[[ Data shown, beginning ]]
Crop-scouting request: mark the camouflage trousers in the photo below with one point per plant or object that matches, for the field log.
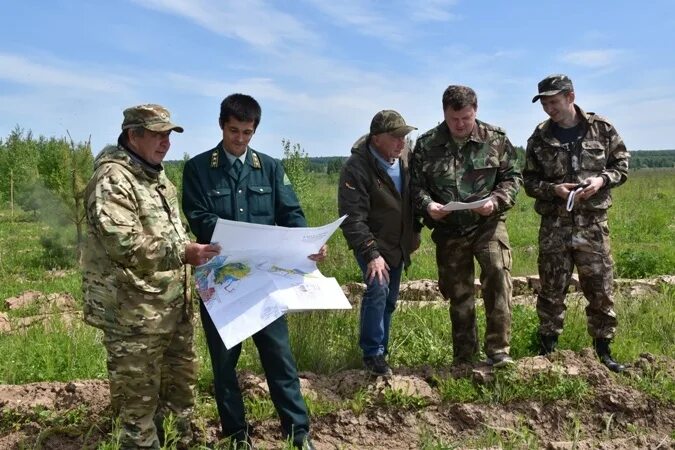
(560, 249)
(489, 244)
(151, 376)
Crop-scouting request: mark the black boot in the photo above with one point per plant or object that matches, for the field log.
(547, 343)
(601, 346)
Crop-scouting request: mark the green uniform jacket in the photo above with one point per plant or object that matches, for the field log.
(261, 194)
(380, 220)
(134, 276)
(485, 166)
(601, 152)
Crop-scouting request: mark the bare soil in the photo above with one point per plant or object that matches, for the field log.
(616, 416)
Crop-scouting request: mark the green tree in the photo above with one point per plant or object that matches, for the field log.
(296, 165)
(18, 164)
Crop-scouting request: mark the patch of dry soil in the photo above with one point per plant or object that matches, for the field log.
(615, 417)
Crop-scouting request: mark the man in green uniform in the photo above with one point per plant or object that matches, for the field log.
(234, 182)
(135, 279)
(573, 159)
(463, 160)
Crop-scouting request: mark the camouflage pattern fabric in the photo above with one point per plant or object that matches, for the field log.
(389, 121)
(134, 279)
(135, 290)
(152, 376)
(579, 237)
(562, 247)
(454, 256)
(442, 172)
(601, 152)
(151, 117)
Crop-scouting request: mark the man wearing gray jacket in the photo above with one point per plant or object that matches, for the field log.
(374, 193)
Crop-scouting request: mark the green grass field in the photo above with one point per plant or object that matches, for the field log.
(643, 232)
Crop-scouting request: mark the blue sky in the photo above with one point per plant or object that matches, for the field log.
(322, 68)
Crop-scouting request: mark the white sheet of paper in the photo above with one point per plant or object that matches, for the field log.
(458, 206)
(263, 272)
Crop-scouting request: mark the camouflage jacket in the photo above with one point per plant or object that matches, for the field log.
(380, 220)
(261, 193)
(134, 276)
(601, 152)
(484, 166)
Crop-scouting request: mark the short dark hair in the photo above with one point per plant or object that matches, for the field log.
(459, 97)
(242, 107)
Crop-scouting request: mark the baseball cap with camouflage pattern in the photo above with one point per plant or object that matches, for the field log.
(151, 117)
(553, 84)
(389, 121)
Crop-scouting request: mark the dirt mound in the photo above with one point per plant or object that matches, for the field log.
(406, 411)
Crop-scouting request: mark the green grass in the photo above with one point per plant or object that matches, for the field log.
(642, 225)
(507, 386)
(643, 230)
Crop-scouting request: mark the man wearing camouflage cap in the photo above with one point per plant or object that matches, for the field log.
(573, 160)
(381, 229)
(462, 160)
(135, 280)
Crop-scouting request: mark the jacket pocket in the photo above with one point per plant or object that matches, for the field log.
(221, 200)
(592, 156)
(260, 200)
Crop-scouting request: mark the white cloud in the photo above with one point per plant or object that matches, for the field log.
(595, 59)
(254, 21)
(21, 70)
(356, 14)
(434, 11)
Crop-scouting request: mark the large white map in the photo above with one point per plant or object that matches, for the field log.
(263, 272)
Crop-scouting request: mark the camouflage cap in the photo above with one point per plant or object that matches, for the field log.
(151, 117)
(553, 84)
(389, 121)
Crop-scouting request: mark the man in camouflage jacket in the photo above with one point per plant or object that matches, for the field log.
(573, 159)
(463, 160)
(381, 228)
(135, 279)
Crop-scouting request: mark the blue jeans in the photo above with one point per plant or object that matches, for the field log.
(377, 306)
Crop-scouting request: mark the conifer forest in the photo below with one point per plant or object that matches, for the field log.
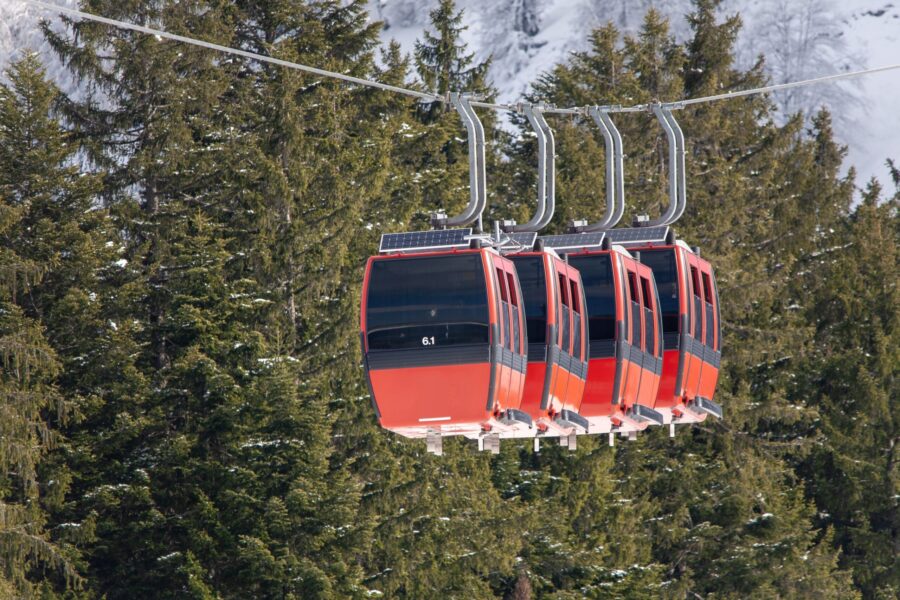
(183, 410)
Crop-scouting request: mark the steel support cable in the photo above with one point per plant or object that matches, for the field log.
(434, 97)
(228, 50)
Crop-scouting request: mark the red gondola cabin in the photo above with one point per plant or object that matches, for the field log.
(691, 328)
(557, 342)
(625, 340)
(444, 342)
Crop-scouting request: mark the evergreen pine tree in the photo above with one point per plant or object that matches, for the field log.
(37, 194)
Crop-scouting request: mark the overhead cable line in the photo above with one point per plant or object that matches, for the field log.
(515, 107)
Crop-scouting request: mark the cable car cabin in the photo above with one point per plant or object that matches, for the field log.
(626, 356)
(444, 342)
(557, 343)
(691, 327)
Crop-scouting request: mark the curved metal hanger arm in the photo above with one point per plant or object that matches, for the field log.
(477, 171)
(682, 172)
(666, 218)
(619, 160)
(613, 150)
(546, 173)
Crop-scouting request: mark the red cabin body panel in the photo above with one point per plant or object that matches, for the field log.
(443, 341)
(625, 366)
(692, 330)
(554, 303)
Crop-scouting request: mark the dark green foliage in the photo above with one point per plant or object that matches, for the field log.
(185, 415)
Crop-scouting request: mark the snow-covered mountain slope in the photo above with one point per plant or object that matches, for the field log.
[[ Data shown, end ]]
* [Assignment]
Repeat the data exactly as written, but without the pictures.

* [Final answer]
Crop-scouting request: mark the camouflage trousers in the photo below with one point per plant or object that matches, for the field log.
(560, 249)
(489, 244)
(151, 376)
Crop-scouting request: mark the black boot in the photo above with one point per plant or object that matches, for the field log.
(547, 343)
(601, 346)
Crop-scouting request: mark the green uniform jacket in the photo above with one point per plant or object that matches, for the field log.
(261, 194)
(380, 220)
(134, 276)
(485, 166)
(601, 152)
Crop-scouting request: mark the bare soil in the photo above with one point per plant or object that matches, for the field log.
(616, 416)
Crop-scouting request: mark the green tree in the photo above with one point per plant or object that matches, for the field log.
(296, 165)
(18, 164)
Crop-scouting request: mark the patch of dry soil in the photo above with one point per plant or object that matches, for the field log.
(615, 417)
Crop-scouting request: mark the man in green uniform in the photo above with one point per plant or object that matches, for the field log.
(234, 182)
(135, 279)
(573, 159)
(463, 160)
Crop-scouting request: mark the camouflage pattern fabric in the photo above with one point per plant or object that matches, for the field log.
(389, 121)
(134, 279)
(135, 290)
(152, 376)
(579, 237)
(562, 247)
(454, 256)
(442, 172)
(601, 152)
(151, 117)
Crop-scouting request: mark the man wearing gray jacket in the photo above with one point per plant or object that matches, for the field log.
(374, 193)
Crop-scouting request: mark the green grass field in the photo above with one point per plant or object that matches, for the field log.
(643, 232)
Crop-scouting request: mark the blue sky in the photo above with one point per plant or object that matches, for the field log.
(322, 68)
Crop-scouting request: mark the white sheet of paper in the photo above with one point per plant or object that matches, for the field log.
(458, 206)
(263, 272)
Crop-scouting request: mark the camouflage jacket in the photo above with one point per plant or object that matches, for the field log.
(380, 220)
(261, 193)
(134, 276)
(601, 152)
(484, 166)
Crop-scouting request: mark the short dark hair in the photo above with one point per plant or object that matches, for the field log.
(459, 97)
(242, 107)
Crop-scouting request: mark the baseball cap with camouflage pattern in the photo above with one point per plant or object that matches, for the field log.
(151, 117)
(553, 84)
(389, 121)
Crop-scouting request: mark the dirt mound in the photo above with one point per plant or object that matches, for the field log.
(406, 411)
Crop-scouting request: mark the green grass in the photo above with one point per plant or object that matches, for the field log.
(642, 225)
(507, 386)
(643, 230)
Crop-scouting request: mark the man wearing camouflage cap in the photo above with one point per plant or object that matches, for the field log.
(573, 160)
(381, 229)
(462, 160)
(135, 280)
Crop-scouting request: mark the jacket pocket in the photo above with one point per plant or object that matches, for the field log.
(221, 200)
(592, 156)
(260, 200)
Crop-scouting request: mark the white cloud in the photo above with one point per plant or object that matches, for the field log.
(595, 59)
(254, 21)
(21, 70)
(356, 14)
(434, 11)
Crop-scouting request: mark the large white map in the photo above with one point per plant or object that matches, for the field log.
(263, 272)
Crop-scouting request: mark the camouflage cap in the photo above with one point per plant or object that matches, for the field log.
(151, 117)
(553, 84)
(389, 121)
Crop-scouting request: mark the man in camouflage jacket in the photo above with one point per plant or object that matches, for the field log.
(573, 159)
(463, 160)
(381, 228)
(135, 279)
Crop-scouting request: mark the blue jeans in the photo above with one point per plant or object that matches, for the field log.
(377, 306)
Crop-scouting request: mark the conifer forest in the photo below with one point per plant or object that matches, for the field log.
(183, 410)
Crop-scouting request: mark the steel support cable in the photo above with one point per plant or object that matches, for the field log.
(434, 97)
(228, 50)
Crop-scouting request: mark the red gondola cabin in the photo above with one point per plant or object that matches, for the field log.
(691, 328)
(557, 342)
(625, 340)
(444, 342)
Crop-scouting request: mark the evergreen pine tree in the photo above with one point per plant or object that matches, for the field log.
(37, 194)
Crop-scouting request: mark the overhead cable line in the photo above with one point per plant or object that matches, for the field log.
(515, 107)
Crop-scouting request: mark the cable car cabin in the photo above with one point per plant or object that matches, for the field log.
(626, 356)
(444, 342)
(557, 343)
(691, 327)
Crop-scouting request: mark the curved metal hanger arm in the photo above with one point per plant or object that matches, for the field log.
(477, 171)
(682, 172)
(666, 218)
(619, 160)
(613, 150)
(546, 173)
Crop-scouting request: mark the red cabin body panel in the photo above with one point per plant or object that matches, for the field log.
(443, 341)
(625, 366)
(692, 330)
(554, 303)
Crop-scouting request: mark the dark green foliage in the photo above with one point per plant or object that matches, for the field log.
(185, 415)
Crop-scouting request: mark the snow-covered mountain slope in the photo above with one point per plant or object that matches, for the field log.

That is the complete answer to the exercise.